> [What needs to be done]: Say how many lines in the entries below have the word "frog" in them, giving only the number.

> [Task material]:
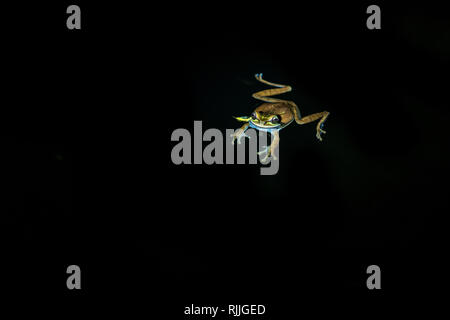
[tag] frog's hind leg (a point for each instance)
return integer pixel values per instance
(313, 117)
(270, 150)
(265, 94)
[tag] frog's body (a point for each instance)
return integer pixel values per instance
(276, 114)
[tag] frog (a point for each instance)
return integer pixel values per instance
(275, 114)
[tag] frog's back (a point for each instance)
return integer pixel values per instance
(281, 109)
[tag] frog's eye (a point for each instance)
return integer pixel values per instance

--

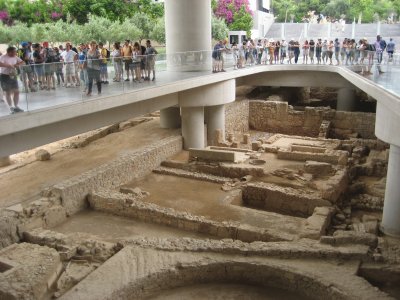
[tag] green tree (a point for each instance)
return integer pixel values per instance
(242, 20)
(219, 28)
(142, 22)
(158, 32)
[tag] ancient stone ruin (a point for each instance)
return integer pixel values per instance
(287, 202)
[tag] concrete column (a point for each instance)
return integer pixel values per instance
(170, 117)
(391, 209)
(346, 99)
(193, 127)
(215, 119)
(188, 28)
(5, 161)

> [Result for this exercise]: 5